(Data records)
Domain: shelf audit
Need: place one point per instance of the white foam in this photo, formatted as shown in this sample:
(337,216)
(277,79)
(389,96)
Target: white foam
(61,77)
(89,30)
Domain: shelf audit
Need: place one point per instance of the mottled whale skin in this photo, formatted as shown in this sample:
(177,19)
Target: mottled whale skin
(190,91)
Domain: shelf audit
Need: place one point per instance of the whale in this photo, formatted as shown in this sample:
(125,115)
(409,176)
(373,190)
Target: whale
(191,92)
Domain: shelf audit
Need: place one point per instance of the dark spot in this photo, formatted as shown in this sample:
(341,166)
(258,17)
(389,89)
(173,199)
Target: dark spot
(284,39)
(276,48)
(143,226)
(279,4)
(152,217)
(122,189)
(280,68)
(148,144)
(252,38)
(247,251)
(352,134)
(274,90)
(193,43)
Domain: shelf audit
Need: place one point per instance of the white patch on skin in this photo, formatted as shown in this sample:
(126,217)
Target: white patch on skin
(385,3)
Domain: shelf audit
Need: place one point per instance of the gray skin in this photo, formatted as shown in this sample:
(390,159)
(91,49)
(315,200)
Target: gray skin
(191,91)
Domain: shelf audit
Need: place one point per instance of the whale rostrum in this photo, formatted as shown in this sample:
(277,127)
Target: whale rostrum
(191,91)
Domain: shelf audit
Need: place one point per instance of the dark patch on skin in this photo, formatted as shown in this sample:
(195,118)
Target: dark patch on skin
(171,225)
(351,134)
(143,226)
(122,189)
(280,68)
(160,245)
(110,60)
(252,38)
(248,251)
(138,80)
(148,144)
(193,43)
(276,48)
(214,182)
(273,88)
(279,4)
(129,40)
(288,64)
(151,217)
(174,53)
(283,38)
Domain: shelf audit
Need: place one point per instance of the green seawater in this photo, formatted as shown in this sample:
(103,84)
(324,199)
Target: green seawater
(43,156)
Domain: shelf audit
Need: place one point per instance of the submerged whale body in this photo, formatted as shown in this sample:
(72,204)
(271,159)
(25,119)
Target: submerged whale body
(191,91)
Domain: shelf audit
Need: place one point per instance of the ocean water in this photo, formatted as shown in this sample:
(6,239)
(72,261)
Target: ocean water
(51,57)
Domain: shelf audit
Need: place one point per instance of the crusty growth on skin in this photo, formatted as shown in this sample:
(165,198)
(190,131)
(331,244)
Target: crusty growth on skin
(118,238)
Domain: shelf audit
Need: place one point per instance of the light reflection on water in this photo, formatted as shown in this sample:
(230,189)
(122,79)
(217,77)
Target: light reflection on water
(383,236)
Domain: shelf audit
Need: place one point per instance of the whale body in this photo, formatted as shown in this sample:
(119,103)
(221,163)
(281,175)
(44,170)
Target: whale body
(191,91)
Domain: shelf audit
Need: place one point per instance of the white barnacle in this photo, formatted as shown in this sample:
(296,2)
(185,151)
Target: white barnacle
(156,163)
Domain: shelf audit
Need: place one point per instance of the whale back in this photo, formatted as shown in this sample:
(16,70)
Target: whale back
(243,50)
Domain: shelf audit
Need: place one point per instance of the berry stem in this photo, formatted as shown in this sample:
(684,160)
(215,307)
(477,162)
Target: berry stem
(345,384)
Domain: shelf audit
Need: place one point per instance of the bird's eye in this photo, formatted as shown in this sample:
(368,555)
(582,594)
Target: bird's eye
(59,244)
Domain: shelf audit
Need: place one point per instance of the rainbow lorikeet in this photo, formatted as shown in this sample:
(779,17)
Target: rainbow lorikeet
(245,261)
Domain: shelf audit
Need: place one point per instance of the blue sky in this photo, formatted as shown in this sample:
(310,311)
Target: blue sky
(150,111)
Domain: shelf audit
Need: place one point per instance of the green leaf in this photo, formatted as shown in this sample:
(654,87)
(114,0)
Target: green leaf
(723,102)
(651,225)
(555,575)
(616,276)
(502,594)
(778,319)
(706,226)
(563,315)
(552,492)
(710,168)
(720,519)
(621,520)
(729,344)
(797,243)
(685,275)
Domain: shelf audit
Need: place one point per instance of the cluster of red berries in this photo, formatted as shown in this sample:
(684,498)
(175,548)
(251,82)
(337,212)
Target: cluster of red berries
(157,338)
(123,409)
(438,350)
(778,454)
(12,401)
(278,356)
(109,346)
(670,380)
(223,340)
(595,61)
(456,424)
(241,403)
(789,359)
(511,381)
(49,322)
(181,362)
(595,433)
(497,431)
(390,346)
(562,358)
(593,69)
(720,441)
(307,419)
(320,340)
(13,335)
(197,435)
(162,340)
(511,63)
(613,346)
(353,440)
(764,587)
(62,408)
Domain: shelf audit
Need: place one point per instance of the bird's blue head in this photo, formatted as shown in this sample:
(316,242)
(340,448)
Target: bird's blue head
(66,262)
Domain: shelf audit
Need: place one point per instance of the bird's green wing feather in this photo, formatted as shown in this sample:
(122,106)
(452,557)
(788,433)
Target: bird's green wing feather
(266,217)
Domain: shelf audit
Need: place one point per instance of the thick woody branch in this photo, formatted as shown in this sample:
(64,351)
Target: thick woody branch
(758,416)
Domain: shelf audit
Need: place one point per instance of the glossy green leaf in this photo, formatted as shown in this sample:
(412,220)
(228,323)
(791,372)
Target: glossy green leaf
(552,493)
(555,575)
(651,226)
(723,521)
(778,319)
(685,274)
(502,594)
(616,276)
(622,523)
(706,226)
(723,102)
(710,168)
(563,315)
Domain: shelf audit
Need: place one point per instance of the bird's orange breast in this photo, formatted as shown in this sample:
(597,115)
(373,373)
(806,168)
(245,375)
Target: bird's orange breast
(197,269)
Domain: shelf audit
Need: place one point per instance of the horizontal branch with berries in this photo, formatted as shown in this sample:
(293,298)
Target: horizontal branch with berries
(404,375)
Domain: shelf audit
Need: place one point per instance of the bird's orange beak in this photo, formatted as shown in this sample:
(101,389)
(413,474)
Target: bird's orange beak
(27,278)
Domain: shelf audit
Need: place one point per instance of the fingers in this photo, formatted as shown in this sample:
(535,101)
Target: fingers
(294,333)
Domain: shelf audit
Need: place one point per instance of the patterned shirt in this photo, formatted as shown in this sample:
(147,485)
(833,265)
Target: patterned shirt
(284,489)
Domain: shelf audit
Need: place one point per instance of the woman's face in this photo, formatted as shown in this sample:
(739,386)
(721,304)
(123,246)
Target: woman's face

#### [Instruction]
Retype the material above, line by line, exactly.

#### [Answer below]
Domain: shelf audit
Need: place one point per instance of the white foam in this photo, formatted as shown in this sample:
(337,216)
(277,79)
(389,96)
Target: white foam
(61,77)
(89,30)
Domain: shelf audit
Need: place one point per instance of the mottled whale skin in this photo, formatted as shown in this sample:
(177,19)
Target: mottled whale skin
(190,91)
Domain: shelf audit
Need: place one point per instance of the whale in this photo, formatted as shown in this sample:
(125,115)
(409,176)
(373,190)
Target: whale
(191,92)
Domain: shelf audit
Need: place one point per instance of the dark spot in this photo, formatted as shown in this sample:
(341,166)
(258,17)
(389,89)
(173,199)
Target: dark spot
(284,39)
(276,48)
(143,226)
(279,4)
(152,217)
(122,189)
(280,68)
(148,144)
(252,38)
(247,251)
(352,134)
(274,90)
(193,43)
Domain: shelf audit
Need: place one point per instance of the white patch on skin in this photo, formatted as shown in this sample:
(126,217)
Target: white patch on skin
(385,3)
Domain: shelf audit
Need: place one point per instance of the gray skin in this photo, formatted as shown in this sample:
(390,159)
(91,49)
(315,200)
Target: gray skin
(191,91)
Domain: shelf audit
Need: place one point per instance of the whale rostrum in this photo, formatted as shown in this sample:
(277,127)
Target: whale rostrum
(191,91)
Domain: shelf audit
Need: place one point per instance of the dark patch on skin in this photo, formatted as shown in this sample:
(195,118)
Target: dark patch on skin
(171,225)
(351,134)
(143,226)
(122,189)
(280,68)
(160,245)
(110,60)
(252,38)
(248,251)
(138,80)
(148,144)
(193,43)
(276,48)
(214,182)
(273,88)
(279,4)
(129,40)
(288,64)
(151,217)
(174,53)
(283,38)
Domain: shelf audit
Need: place one point per instance of the green seawater in this photo, formatted as shown in this sample:
(103,84)
(324,199)
Target: green seawater
(43,156)
Domain: shelf audit
Need: place one point per instance of the submerged whale body in this photo, formatted as shown in this sample:
(72,204)
(271,159)
(25,119)
Target: submerged whale body
(191,91)
Domain: shelf audit
Need: place one point per instance of the ocean water in this photo, formatted as shown in this sample:
(6,239)
(72,261)
Target: ocean water
(51,57)
Domain: shelf audit
Need: place one point per instance of the crusty growth on skin in this photo, formatted as shown in this sample:
(165,198)
(190,131)
(331,244)
Target: crusty growth on skin
(118,238)
Domain: shelf audit
Need: place one point per instance of the light reflection on water in this photo, formatted as shown in this sample:
(230,189)
(122,79)
(217,77)
Target: light reflection on water
(383,236)
Domain: shelf audit
Need: place one point per instance of the whale body in this photo, formatted as shown in this sample:
(119,103)
(221,163)
(281,175)
(44,170)
Target: whale body
(191,91)
Domain: shelf audit
Need: place one point per instance of the white barnacle in this photo, formatted as shown in this sample:
(296,2)
(185,151)
Target: white barnacle
(156,163)
Domain: shelf audit
Need: place one point per instance of the whale back in this photo, formatted as shown in this sample:
(16,70)
Target: whale back
(243,50)
Domain: shelf audit
Need: place one point per instance of the berry stem in this photo, formatted as shown in this sample:
(684,160)
(215,307)
(477,162)
Target: berry stem
(345,384)
Domain: shelf audit
Need: place one point per instance of the bird's eye in this photo, formatted as shown in this sample:
(368,555)
(582,594)
Target: bird's eye
(59,244)
Domain: shelf audit
Need: place one point per instance of the rainbow lorikeet in this photo, formatted as shown in this sample:
(779,17)
Target: rainbow lorikeet
(245,261)
Domain: shelf audit
Need: place one point per instance of the blue sky in this photo, formatted as shown in this sample:
(310,311)
Target: blue sky
(150,111)
Domain: shelf audit
Need: place one point per instance of the green leaf in this photo, formatted as shown in this sample:
(654,87)
(114,0)
Target: green leaf
(723,102)
(651,225)
(555,575)
(616,276)
(502,594)
(778,319)
(706,226)
(563,315)
(552,492)
(710,168)
(720,519)
(621,520)
(729,344)
(797,243)
(685,275)
Domain: shelf audit
Need: place one point per instance of the cluster of red berries in this photo, formatted as shown in this sample:
(684,498)
(175,548)
(251,82)
(337,212)
Target: cluster of red berries
(157,338)
(123,409)
(438,350)
(778,454)
(12,401)
(278,356)
(109,346)
(670,380)
(223,340)
(595,61)
(456,424)
(241,403)
(789,359)
(511,381)
(49,322)
(181,362)
(595,433)
(497,431)
(390,346)
(562,358)
(593,69)
(720,441)
(307,419)
(320,340)
(13,335)
(197,435)
(162,340)
(511,63)
(613,346)
(353,440)
(764,587)
(62,408)
Domain: shelf audit
Need: place one point per instance of the bird's blue head in this photo, formatted as shown in this sample:
(316,242)
(340,448)
Target: bird's blue head
(66,262)
Domain: shelf audit
Need: place one point per instance of the bird's green wing feather in this photo, formatted as shown in this sample:
(122,106)
(452,557)
(788,433)
Target: bird's green wing feather
(266,217)
Domain: shelf audit
Need: place one point per instance of the thick woody branch in this photo, formatted as shown in this sample:
(64,351)
Target: thick woody branch
(758,416)
Domain: shelf audit
Need: place one point per instance of the glossy green leaf in this photo, formatted as shown in this sample:
(412,220)
(228,323)
(791,372)
Target: glossy green leaf
(552,493)
(555,575)
(651,226)
(723,521)
(778,319)
(685,274)
(502,594)
(616,276)
(622,523)
(706,226)
(723,102)
(710,168)
(563,315)
Domain: shelf audit
Need: place one point per instance of the bird's orange breast in this photo, formatted as shown in this sample:
(597,115)
(373,373)
(806,168)
(245,375)
Target: bird's orange breast
(197,269)
Domain: shelf audit
Need: place one point per instance of the horizontal branch with berries in this photo, formatted as shown in this sample:
(293,298)
Target: horizontal branch with berries
(404,375)
Domain: shelf audit
Need: place one point per instance of the bird's orange beak in this photo, formatted as shown in this sample:
(101,389)
(413,474)
Target: bird's orange beak
(27,278)
Domain: shelf audit
Need: place one point per instance of the fingers in this photo, formatted as shown in this sample:
(535,101)
Target: fingers
(294,333)
Domain: shelf audit
Need: place one point per instance of the patterned shirt in this photo, formatted as shown in this sample:
(147,485)
(833,265)
Target: patterned shirt
(284,489)
Domain: shelf audit
Need: place one point per instance of the woman's face in this photo, formatted as shown in this sample:
(739,386)
(721,304)
(123,246)
Target: woman's face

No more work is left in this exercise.